§ Explore the material
• A. According to the wheelchair model proposal, what percentage of wheelchair users in the United States own manual wheelchairs?
• B. Reproduce the part of the wheelchair model proposal that opens with the words containing "Aldo Ferri, PhD" and closes with "Mark Greig (Industry)".

§ Exercise text
Advisor: Stephen Sprigle, PhD (APPH)

Committee:

Aldo Ferri, PhD (Mechanical Engineering)
Jun Ueda, PhD (Mechanical Engineering)
Maysam Ghovanloo,PhD (Electrical and Computer Engineering)
Young-Hui Chang, PhD (APPH)
Mark Greig (Industry)

Development of a Dynamic Wheelchair Model with Empirical Validation by a Robotic Testbed

For the 1.6 million wheelchair users who live in the United States, the wheelchair forms the foundation for all of their academic, vocational, and societal activities. Amongst these users, 94% own manual wheelchairs, a mobility device that relies on the occupant for propulsive force. Less mechanically efficient wheelchairs require these users to exert greater instantaneous force and total effort for accomplishing desired travel. Greater propulsion effort can lead to difficulty in achieving desired speeds, a higher probability of fatigue over long bouts of mobility, and difficulty negotiating inclines. The accumulation of this greater effort can also increase the potential for injury in the upper extremities. Regretfully, despite the risks associated with low performance wheelchairs, modern wheelchair design is hinged upon hitting arbitrary weight cutoffs that determine the amount of government medical coverage.

Systems-level dynamic wheelchair models would offer the ability to analytically investigate how different components and designs influence efficiency. To date, models have been developed by the wheelchair community, but are limited to straight-line motion, lack accurate modeling of kinetics, or do not have sufficient empirical validation. Therefore, the objective of the proposed research will be to develop a family of dynamic models that define the relationship between wheelchair properties and their respective impacts on wheelchair performance. The novelty of this modeling approach will stem from the use of a wheelchair-propelling robotic test bed for model validation, as well as custom-designed measurement tools that characterize inertial and resistive wheelchair properties for model input. The proposed approach will 1) model wheelchair kinematics to characterize and partition the system kinetic energy, 2) develop a dynamic wheelchair model to partition resistive energy losses, and 3) generate a cost of transport function for optimizing manual wheelchair design.

Specifically, these models will illustrate how mechanical design parameters impact the complex interactions between inertia and energy loss during wheelchair maneuvers. By developing accurate dynamic models for manual wheelchairs, manufacturers will be given the capacity to optimize wheelchair design based on objective performance metrics. Furthermore, users and clinicians will be better informed about selecting wheelchair configurations to best meet the needs of users.

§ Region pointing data
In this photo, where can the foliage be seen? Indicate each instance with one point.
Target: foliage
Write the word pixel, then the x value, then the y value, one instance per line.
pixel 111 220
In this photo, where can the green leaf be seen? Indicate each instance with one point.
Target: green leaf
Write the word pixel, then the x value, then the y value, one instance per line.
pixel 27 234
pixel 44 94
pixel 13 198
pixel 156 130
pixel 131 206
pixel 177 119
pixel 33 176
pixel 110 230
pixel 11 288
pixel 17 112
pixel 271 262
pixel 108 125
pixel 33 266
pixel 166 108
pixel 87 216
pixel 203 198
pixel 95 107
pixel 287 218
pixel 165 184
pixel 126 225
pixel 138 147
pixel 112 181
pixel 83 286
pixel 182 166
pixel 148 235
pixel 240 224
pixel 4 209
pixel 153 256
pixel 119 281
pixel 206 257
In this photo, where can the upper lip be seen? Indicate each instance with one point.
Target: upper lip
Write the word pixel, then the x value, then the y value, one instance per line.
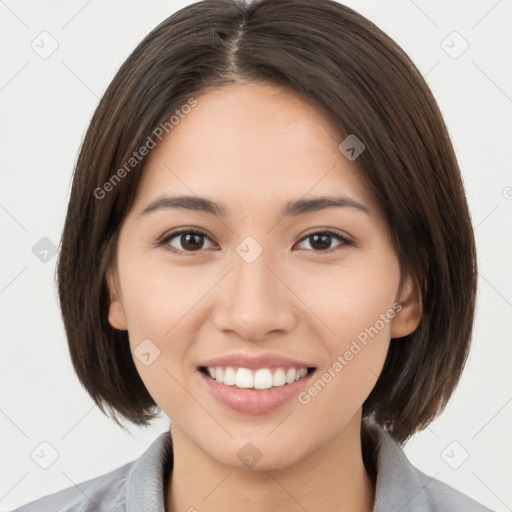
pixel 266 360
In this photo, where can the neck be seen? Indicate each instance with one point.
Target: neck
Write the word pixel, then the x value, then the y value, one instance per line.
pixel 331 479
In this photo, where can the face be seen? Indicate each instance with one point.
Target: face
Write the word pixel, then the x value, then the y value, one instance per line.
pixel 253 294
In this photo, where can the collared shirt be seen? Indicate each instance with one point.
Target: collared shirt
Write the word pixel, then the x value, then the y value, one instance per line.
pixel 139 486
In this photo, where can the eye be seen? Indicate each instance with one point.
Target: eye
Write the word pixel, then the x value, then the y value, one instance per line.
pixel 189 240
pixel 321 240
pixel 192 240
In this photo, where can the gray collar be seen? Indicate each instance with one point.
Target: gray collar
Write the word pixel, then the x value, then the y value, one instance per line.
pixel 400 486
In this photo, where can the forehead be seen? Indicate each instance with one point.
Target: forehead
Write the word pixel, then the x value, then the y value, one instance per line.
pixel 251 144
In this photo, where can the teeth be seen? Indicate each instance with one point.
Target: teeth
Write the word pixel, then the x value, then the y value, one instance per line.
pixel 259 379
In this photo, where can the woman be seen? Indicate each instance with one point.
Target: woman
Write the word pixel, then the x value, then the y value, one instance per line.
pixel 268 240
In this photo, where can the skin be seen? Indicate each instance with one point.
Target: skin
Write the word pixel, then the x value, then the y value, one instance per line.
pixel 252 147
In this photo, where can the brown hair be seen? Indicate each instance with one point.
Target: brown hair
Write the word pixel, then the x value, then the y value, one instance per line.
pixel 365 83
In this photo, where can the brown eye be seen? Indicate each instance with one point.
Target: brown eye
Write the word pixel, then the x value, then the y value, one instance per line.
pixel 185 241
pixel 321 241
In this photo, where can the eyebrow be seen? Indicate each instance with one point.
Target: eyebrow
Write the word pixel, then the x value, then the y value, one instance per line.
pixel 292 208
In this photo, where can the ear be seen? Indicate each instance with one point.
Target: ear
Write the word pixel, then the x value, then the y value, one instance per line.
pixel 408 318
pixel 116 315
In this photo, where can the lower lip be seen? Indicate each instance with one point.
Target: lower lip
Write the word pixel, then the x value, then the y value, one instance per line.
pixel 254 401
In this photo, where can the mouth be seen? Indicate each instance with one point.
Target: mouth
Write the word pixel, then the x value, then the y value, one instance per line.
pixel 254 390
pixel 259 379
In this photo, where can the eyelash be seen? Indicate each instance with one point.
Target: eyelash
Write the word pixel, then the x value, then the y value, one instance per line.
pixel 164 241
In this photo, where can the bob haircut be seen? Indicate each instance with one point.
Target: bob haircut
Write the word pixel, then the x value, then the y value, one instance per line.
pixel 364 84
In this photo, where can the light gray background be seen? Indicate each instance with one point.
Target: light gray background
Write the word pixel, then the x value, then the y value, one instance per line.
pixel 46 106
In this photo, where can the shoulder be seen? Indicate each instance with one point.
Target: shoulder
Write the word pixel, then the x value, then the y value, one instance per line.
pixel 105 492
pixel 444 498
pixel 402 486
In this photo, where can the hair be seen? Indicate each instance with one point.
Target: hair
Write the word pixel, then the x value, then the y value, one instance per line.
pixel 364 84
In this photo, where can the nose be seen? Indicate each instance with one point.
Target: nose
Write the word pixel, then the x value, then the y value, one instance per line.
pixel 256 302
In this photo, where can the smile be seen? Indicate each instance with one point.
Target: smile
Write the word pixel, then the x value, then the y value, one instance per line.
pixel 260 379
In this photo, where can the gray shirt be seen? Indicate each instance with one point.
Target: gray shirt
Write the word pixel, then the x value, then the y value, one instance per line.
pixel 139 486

...

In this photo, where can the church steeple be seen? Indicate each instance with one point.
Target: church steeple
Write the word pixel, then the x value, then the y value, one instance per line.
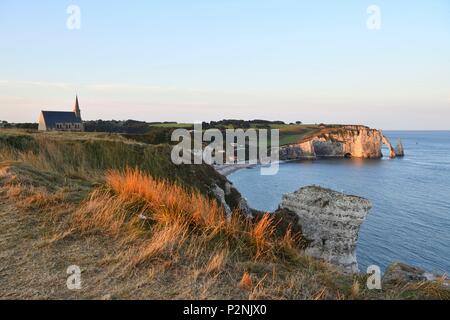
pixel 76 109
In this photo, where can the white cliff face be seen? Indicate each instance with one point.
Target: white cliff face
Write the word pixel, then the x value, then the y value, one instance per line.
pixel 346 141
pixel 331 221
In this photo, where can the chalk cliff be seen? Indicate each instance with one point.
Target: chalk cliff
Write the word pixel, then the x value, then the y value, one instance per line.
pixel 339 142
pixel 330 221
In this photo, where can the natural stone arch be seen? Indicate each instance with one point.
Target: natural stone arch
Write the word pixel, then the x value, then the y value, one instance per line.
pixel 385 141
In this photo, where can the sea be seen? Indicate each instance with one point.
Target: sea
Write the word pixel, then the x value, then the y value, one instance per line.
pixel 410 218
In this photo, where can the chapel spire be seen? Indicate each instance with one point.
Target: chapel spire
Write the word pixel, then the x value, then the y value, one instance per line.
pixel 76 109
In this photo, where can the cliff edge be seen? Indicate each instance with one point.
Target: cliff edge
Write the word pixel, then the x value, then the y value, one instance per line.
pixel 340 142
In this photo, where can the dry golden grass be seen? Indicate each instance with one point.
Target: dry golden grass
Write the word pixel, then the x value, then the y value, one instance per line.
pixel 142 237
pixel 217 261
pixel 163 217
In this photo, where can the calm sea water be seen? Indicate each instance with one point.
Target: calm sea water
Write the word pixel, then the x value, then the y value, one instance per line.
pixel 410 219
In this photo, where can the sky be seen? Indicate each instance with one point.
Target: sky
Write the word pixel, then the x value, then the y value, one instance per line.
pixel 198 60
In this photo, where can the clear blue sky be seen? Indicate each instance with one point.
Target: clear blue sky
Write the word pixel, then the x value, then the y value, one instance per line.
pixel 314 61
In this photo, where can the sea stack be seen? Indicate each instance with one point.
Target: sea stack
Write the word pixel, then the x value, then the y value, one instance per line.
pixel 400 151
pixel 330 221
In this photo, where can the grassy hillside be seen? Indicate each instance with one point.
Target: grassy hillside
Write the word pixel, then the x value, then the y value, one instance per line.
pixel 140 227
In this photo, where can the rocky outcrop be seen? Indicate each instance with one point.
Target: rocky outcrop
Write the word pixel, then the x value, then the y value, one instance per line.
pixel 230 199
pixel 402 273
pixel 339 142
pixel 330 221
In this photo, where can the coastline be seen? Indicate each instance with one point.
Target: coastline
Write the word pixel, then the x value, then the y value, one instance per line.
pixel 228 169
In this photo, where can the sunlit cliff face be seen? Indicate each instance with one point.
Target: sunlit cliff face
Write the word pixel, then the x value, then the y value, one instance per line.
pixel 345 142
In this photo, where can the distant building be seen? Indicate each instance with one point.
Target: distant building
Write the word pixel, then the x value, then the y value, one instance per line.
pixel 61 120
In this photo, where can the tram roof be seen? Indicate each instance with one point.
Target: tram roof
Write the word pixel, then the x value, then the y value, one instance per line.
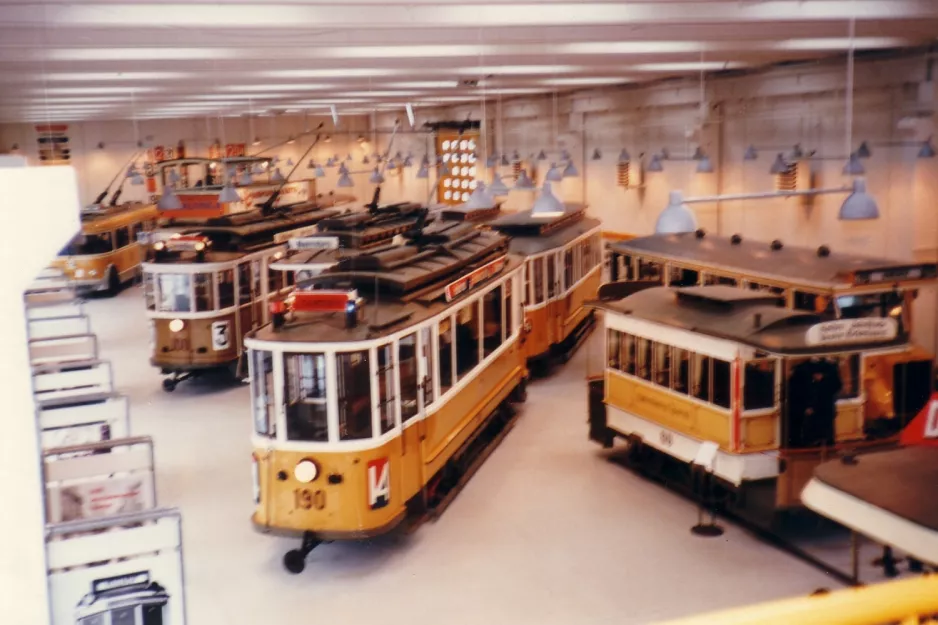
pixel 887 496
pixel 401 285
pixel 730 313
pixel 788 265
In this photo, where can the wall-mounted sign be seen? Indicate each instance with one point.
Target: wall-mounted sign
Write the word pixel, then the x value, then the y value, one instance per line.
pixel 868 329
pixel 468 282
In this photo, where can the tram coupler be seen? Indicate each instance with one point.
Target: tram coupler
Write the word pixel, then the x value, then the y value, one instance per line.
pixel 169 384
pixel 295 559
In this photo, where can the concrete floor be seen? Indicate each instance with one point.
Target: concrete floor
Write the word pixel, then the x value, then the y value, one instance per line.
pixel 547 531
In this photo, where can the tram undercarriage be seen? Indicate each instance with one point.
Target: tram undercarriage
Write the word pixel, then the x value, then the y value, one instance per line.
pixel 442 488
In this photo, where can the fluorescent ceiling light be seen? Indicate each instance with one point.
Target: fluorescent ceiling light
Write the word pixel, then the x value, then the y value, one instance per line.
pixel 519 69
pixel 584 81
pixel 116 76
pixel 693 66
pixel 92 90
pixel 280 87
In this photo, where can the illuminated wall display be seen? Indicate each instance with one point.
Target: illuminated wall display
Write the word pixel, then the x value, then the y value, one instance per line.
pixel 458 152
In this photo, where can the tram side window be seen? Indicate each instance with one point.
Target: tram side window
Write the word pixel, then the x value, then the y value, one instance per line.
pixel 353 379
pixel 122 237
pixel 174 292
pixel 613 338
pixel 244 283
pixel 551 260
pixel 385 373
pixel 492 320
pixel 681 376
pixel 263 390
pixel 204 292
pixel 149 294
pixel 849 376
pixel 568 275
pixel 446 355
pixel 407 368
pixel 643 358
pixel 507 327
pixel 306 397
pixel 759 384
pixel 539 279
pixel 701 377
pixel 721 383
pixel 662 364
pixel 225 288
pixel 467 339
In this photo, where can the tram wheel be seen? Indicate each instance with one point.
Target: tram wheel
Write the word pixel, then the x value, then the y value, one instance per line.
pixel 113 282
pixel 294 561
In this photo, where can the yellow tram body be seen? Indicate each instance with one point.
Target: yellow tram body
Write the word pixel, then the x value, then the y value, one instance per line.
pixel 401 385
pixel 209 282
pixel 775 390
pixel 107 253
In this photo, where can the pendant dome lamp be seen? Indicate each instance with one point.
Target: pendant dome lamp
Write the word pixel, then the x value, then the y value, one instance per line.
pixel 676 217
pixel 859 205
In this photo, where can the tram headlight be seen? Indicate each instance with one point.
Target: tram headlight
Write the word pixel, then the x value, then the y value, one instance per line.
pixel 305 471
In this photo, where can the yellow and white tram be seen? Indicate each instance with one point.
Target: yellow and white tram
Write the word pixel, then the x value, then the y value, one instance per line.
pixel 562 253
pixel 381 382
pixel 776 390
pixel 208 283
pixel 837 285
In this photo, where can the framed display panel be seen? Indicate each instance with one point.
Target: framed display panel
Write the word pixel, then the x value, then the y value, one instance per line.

§ List of solutions
• A. 94%

• B.
Aldo Ferri, PhD (Mechanical Engineering)
Jun Ueda, PhD (Mechanical Engineering)
Maysam Ghovanloo,PhD (Electrical and Computer Engineering)
Young-Hui Chang, PhD (APPH)
Mark Greig (Industry)